* AIM
You are to retype all of the data exactly as it appears.

* EXERCISE MATERIALS
↓↓↓

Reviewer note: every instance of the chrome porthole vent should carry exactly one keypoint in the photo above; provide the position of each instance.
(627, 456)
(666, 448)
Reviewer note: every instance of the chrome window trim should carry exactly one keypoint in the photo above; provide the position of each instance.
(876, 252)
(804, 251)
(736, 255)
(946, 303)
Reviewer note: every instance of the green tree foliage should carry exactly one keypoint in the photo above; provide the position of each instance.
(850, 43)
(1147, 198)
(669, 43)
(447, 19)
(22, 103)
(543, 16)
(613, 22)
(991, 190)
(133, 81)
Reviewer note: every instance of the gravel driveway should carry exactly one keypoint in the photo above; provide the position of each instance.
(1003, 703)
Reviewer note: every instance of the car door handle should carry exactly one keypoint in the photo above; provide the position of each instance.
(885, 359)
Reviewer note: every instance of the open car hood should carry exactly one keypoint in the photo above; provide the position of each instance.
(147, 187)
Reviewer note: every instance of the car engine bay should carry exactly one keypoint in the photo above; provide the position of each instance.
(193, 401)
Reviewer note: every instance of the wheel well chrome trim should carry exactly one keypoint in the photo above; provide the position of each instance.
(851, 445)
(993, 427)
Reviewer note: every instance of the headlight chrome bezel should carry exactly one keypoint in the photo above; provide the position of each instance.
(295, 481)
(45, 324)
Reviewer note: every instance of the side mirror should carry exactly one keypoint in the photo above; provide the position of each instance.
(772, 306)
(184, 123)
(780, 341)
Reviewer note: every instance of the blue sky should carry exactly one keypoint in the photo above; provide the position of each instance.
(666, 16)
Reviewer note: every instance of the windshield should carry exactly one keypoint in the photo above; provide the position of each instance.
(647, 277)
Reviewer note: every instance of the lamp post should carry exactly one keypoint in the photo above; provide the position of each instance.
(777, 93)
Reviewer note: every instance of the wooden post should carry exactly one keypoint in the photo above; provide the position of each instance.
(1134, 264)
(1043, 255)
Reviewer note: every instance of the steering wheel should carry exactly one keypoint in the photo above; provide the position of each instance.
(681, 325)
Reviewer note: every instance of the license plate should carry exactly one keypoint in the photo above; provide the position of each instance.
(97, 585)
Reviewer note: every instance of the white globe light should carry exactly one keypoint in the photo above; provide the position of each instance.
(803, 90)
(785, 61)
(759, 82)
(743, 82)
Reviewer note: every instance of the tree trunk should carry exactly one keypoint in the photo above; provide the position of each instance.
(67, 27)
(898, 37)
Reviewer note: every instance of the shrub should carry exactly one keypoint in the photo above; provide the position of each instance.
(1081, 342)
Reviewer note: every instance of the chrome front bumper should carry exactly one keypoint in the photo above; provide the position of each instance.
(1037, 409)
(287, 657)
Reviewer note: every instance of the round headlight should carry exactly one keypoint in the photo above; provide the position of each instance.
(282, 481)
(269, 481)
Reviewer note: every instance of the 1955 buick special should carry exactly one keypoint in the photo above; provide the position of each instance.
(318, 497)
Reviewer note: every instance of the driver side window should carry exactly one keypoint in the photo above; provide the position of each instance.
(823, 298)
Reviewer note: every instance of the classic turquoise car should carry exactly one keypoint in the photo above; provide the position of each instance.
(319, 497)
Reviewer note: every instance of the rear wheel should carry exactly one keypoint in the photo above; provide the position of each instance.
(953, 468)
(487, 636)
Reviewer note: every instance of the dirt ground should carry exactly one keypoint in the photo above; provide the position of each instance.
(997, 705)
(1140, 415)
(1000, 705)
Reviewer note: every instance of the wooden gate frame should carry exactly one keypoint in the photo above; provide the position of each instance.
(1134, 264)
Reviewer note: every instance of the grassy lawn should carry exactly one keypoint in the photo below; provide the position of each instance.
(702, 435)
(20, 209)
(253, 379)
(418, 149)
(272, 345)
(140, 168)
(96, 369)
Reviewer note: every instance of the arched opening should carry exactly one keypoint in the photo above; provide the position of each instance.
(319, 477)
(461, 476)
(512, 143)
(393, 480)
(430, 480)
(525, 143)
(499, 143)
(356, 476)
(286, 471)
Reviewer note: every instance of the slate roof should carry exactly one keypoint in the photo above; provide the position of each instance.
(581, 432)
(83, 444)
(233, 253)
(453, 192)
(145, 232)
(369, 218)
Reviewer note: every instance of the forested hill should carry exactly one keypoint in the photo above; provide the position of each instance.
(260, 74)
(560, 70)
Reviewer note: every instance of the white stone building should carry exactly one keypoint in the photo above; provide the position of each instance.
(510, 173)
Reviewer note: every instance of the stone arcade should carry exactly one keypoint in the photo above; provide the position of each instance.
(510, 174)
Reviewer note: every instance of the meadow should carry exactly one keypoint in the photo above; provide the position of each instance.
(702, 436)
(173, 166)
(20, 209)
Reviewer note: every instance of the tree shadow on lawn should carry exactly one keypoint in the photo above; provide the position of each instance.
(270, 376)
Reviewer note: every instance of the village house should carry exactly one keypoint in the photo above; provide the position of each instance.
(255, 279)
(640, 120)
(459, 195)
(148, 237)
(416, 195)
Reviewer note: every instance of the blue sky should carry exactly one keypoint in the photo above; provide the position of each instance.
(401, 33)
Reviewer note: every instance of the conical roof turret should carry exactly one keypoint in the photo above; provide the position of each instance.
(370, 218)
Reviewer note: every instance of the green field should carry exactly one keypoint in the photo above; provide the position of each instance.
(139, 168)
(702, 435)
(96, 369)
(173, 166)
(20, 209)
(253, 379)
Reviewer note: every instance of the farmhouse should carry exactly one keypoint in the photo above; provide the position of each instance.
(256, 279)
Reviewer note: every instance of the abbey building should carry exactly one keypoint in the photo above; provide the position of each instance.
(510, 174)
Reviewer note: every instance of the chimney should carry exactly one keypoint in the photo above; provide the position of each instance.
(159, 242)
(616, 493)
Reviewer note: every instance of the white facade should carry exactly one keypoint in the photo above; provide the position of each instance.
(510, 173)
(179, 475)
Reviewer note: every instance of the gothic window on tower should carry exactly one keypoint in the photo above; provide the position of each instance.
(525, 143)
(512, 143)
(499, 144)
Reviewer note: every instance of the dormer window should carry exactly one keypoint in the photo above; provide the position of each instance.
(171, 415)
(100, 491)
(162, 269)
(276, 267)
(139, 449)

↑↑↑

* CORRECT RESULT
Reviewer note: every instance of the chrome porthole vent should carry exactly one keypoint in the photo above; provide the position of each instance.
(627, 456)
(666, 448)
Reviewer note: every instance of the chrome window trim should carry exactly one keypoint in the photo above; provide the position of each instance.
(876, 252)
(804, 251)
(736, 255)
(946, 303)
Reviewer note: every instance of the green tree foliage should carry exactly one keypoint in the photo above; provide the position of each instance.
(850, 43)
(1147, 198)
(669, 43)
(447, 19)
(22, 103)
(543, 16)
(613, 22)
(991, 190)
(133, 81)
Reviewer note: every instance of the gravel driveway should carry exactly one keypoint in the photo above; provide the position of each instance.
(1003, 703)
Reviewer note: every instance of the car door handle should carry exactly one keypoint in the photo above; provide the position of each instance.
(885, 359)
Reviewer note: every instance of the open car hood should carry exactly one keypoint in the photo above; provide the position of each instance.
(147, 187)
Reviewer note: every instance of the car engine bay should carry exactly one keypoint in the photo above; provide the position of each instance.
(193, 401)
Reviewer note: every instance of the wheel well chrome trim should carry exactly one keypoint in the photo above; provide the position of each instance.
(851, 445)
(993, 427)
Reviewer note: every instance of the headlight chrome bezel should carry exactly one keypoint in the photo above; provide the position of each instance.
(295, 481)
(45, 324)
Reviewer note: every instance of the side mirror should carry exactly one keypoint in the photo above; provide the position of each instance.
(772, 306)
(184, 123)
(780, 341)
Reviewer note: every instance of the blue sky should carry exactly one keypoint in the photo above; provide the position of each instance.
(666, 16)
Reviewer note: every instance of the windshield should carry exactly one keypoint in the photo above; provide the position of each instance.
(647, 277)
Reviewer note: every instance of the lamp post should carry exactly one keypoint in the photo above; provide the position of each instance.
(777, 93)
Reviewer note: every instance of the wooden post should carry exactly one keypoint in the photo above; provide the position of each instance.
(1134, 264)
(1043, 255)
Reviewer note: every instance of the steering wheel should carry exactly one keypoint in the photo above; provide the position of each instance.
(681, 325)
Reviewer note: every instance of the license plate should carry exactly one keypoint in the photo above; provide the position of each instance.
(97, 585)
Reviewer note: every instance of the white globe light should carry exactly one keypoint in the photo above; provide the position of each instance.
(803, 90)
(785, 61)
(759, 82)
(743, 82)
Reviewer note: every instance of the tree trunk should carry exactly one keypoint in the photo above; provide the position of each instance.
(67, 27)
(898, 37)
Reviewer note: every instance of the shrub should carry exactly one keypoint in the photo above; provide the position of each instance.
(1081, 342)
Reviewer note: every instance of the chrome front bumper should carry exactly one keypoint in the photo above; provide the position of each instance.
(1037, 409)
(287, 657)
Reviewer note: every instance of the round headlight should carry exactly one keypoint in the photo above; provide the position of each instance.
(282, 481)
(269, 481)
Reviewer note: every instance of the 1955 buick special should carry exactly one keypoint in the photo above; provide the position of each instance.
(318, 497)
Reviewer note: every instance of the driver side window should carry exactly one keypoint in the photo above; provide the position of each instance.
(823, 298)
Reviewer note: every instance of the classic turquoise car should carry exactly one keypoint in the photo above; provide the position of each instance.
(319, 497)
Reviewer note: every instance of the rear wheel should carry exactly one keypoint in the photo above; provide the position of each instance.
(953, 468)
(487, 636)
Reviewer note: every instance of the dirt ground should carry exactly one keypoint in the photo above; provide the position of each instance.
(997, 705)
(1140, 415)
(1000, 705)
Reviewer note: every instance of the wooden gate frame should carry exactly one keypoint in the photo above; provide the position of each instance.
(1134, 264)
Reviewer note: every instance of the grassy lawn should carry exactly one keypoint in the photo below; provide the position of each instance.
(702, 435)
(20, 209)
(253, 379)
(418, 149)
(272, 345)
(140, 168)
(96, 369)
Reviewer note: every instance of the arched opening should carry exactly one keypoint in the photo above; provide the position of each instance.
(319, 477)
(461, 476)
(512, 143)
(393, 480)
(430, 480)
(525, 143)
(499, 143)
(356, 476)
(286, 471)
Reviewer note: every instance of the slate roof should carry exactly one keypoint in the photo above; provide the position of each instance.
(581, 432)
(83, 444)
(233, 253)
(453, 192)
(145, 232)
(369, 218)
Reviewer note: every instance of the forested hill should carry exactly one keypoint in the photo above; provide the position of each instance.
(260, 74)
(560, 70)
Reviewer note: every instance of the white stone building should carry exactly one keypoint in the photo above; provide the position of each instance.
(510, 173)
Reviewer note: every instance of the stone arcade should carry exactly one keypoint in the photo above; provide the position of each instance.
(510, 174)
Reviewer note: every instance of the meadow should carry exactly one keypoint in the photo above; provide the position of each instance.
(702, 436)
(173, 166)
(20, 209)
Reviewer note: every instance of the tree shadow on lawn should carry exactly one keypoint in the photo above; provide the position of each instance.
(270, 376)
Reviewer note: every instance of the village house should carry exactly one keypoint in the photo above; provide the position of each instance.
(255, 279)
(640, 120)
(459, 195)
(148, 237)
(416, 195)
Reviewer note: every instance of the blue sky should carry exactly one keypoint in the photo above; provide the position of each instance.
(401, 33)
Reviewer note: every instance of the conical roof turret should carry exactly one keypoint in the photo above; provide the position of each instance.
(370, 218)
Reviewer note: every instance of the green field should carry exactly one keypoint in the photo above; provide the position of each instance.
(139, 168)
(702, 435)
(96, 369)
(173, 166)
(20, 209)
(253, 379)
Reviewer note: every instance of the farmhouse should carry exactly one keypoint in the photo above; provide the position of each instance.
(256, 279)
Reviewer note: every instance of the abbey building should carry exactly one keypoint in the photo above; provide the position of each instance.
(510, 174)
Reviewer note: every instance of the chimney should carry exactly one keypoint in the photo above; provide the position of each instance.
(159, 242)
(616, 493)
Reviewer note: every instance of the white facade should carry exactly one keypoint in the photo above; provide the position of each instance.
(510, 173)
(179, 475)
Reviewer note: every instance of the gothic window on tower should carry exactly one keypoint in the photo above; provide the position of each instance.
(525, 143)
(512, 143)
(499, 144)
Reviewer note: every instance of the dormer window should carry exactly one keypoint in the photo above; provide the position of each instance.
(171, 415)
(100, 491)
(162, 269)
(276, 267)
(139, 449)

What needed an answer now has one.